▶ **Material supplied**

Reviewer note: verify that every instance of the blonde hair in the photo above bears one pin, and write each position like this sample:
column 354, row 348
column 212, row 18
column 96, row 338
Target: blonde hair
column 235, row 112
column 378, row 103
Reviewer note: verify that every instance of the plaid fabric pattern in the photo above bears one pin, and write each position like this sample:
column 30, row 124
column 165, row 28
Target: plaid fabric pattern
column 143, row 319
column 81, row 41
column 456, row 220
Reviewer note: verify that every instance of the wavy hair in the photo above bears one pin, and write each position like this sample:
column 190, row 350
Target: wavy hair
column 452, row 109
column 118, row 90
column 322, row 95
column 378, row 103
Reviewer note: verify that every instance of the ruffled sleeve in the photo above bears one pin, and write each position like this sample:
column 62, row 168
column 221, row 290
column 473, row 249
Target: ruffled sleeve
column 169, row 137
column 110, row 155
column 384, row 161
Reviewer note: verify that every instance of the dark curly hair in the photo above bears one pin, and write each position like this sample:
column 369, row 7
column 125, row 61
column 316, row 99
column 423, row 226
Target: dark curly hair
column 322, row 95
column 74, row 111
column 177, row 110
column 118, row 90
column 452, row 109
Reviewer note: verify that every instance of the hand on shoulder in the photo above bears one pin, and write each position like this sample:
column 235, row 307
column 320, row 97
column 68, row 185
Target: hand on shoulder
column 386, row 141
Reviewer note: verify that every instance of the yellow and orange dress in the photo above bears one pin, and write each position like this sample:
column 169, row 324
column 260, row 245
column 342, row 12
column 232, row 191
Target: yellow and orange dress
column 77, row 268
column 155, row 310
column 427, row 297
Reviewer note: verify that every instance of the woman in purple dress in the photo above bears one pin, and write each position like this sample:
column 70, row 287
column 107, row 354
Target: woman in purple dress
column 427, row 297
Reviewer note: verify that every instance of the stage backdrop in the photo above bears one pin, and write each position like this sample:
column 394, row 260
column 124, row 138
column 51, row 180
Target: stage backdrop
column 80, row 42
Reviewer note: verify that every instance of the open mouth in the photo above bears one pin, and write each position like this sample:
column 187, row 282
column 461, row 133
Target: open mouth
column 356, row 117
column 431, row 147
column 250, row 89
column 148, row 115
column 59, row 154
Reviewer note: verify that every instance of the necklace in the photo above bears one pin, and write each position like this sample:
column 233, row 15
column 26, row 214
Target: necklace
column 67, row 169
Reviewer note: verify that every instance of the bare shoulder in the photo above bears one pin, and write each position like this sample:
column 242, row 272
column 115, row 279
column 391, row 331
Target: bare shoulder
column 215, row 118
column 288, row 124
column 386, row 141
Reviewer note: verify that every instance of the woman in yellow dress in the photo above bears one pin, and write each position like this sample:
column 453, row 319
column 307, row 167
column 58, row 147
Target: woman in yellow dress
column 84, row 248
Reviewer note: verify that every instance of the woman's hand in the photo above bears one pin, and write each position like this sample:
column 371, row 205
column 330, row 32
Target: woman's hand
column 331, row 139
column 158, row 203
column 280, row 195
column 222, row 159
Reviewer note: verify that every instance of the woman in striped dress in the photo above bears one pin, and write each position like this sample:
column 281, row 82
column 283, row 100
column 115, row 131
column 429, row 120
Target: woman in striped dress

▶ **Task to complete**
Go through the listing and copy all of it exactly.

▶ **Exercise output**
Reviewer note: verify that every instance of the blonde hair in the photo above bears one pin, and write each position like this sample:
column 354, row 348
column 212, row 18
column 96, row 338
Target: blonde hair
column 235, row 112
column 378, row 103
Reviewer note: verify that every instance of the plaid fabric pattern in the photo above bears one pin, and write each position like this sample:
column 30, row 124
column 165, row 28
Target: plaid fabric pattern
column 143, row 319
column 81, row 41
column 456, row 220
Reviewer note: verify that every instance of the wavy hair in the photo above bears one pin, and write each position like this sample:
column 190, row 350
Target: wavy hair
column 452, row 109
column 118, row 90
column 322, row 95
column 378, row 103
Reviewer note: verify that every instance of the ruffled sleeve in the photo above bears one pin, and write each position like this sample:
column 62, row 168
column 221, row 290
column 473, row 249
Target: ruffled sleeve
column 169, row 137
column 110, row 155
column 384, row 161
Reviewer note: verify that every instance of the dark curly hair in the photo above bears one pin, and write each position like this sample:
column 369, row 7
column 125, row 61
column 316, row 99
column 423, row 226
Target: dark curly hair
column 322, row 95
column 74, row 111
column 177, row 110
column 118, row 90
column 452, row 109
Reviewer note: verify that every instance of the hand on shoulder in the photo above bears one pin, and write each position like this sample:
column 235, row 307
column 320, row 97
column 68, row 185
Target: hand on shoulder
column 386, row 141
Reviewer note: verify that every instance of the yellow and orange dress in the photo above bears one pin, and write each position like this sample:
column 169, row 324
column 260, row 245
column 342, row 12
column 232, row 191
Target: yellow and orange dress
column 77, row 268
column 155, row 310
column 427, row 297
Reviewer note: verify that every instance of the woman in purple dress in the photo above bears one pin, and write each position like this sample:
column 70, row 287
column 107, row 354
Target: woman in purple dress
column 427, row 297
Reviewer note: verify that every instance of the stage backdrop in the photo above bears one pin, and write each position like this sample:
column 394, row 260
column 124, row 138
column 51, row 180
Target: stage backdrop
column 80, row 42
Reviewer note: verify that every instance of the open mouth in the photo above bears one pin, and write each position like this sample:
column 187, row 282
column 461, row 133
Target: open mouth
column 356, row 117
column 431, row 147
column 250, row 89
column 148, row 115
column 59, row 154
Reviewer note: verify that every instance of the necklace in the photo above bears one pin, and write each position like this sample:
column 233, row 15
column 26, row 214
Target: necklace
column 67, row 169
Reviewer note: verify that every instance of the bare shoulder in the photo above bears one pin, and write each position like this sample:
column 242, row 272
column 115, row 279
column 391, row 331
Target: bare shoulder
column 215, row 118
column 288, row 124
column 386, row 141
Reviewer note: verify that every instance of the woman in yellow dress in the photo above bears one pin, and write each position like this sample:
column 453, row 319
column 307, row 167
column 58, row 147
Target: woman in yellow dress
column 84, row 248
Reviewer note: verify that every instance of the woman's hand in the photo above bears one pin, and write each position like this sample:
column 371, row 205
column 330, row 32
Target: woman's hand
column 331, row 139
column 158, row 203
column 280, row 195
column 222, row 159
Reviewer note: verify that every instance of the woman in striped dress in the photo above bears one pin, and write each position like this sample:
column 281, row 82
column 283, row 100
column 115, row 131
column 429, row 120
Target: woman in striped dress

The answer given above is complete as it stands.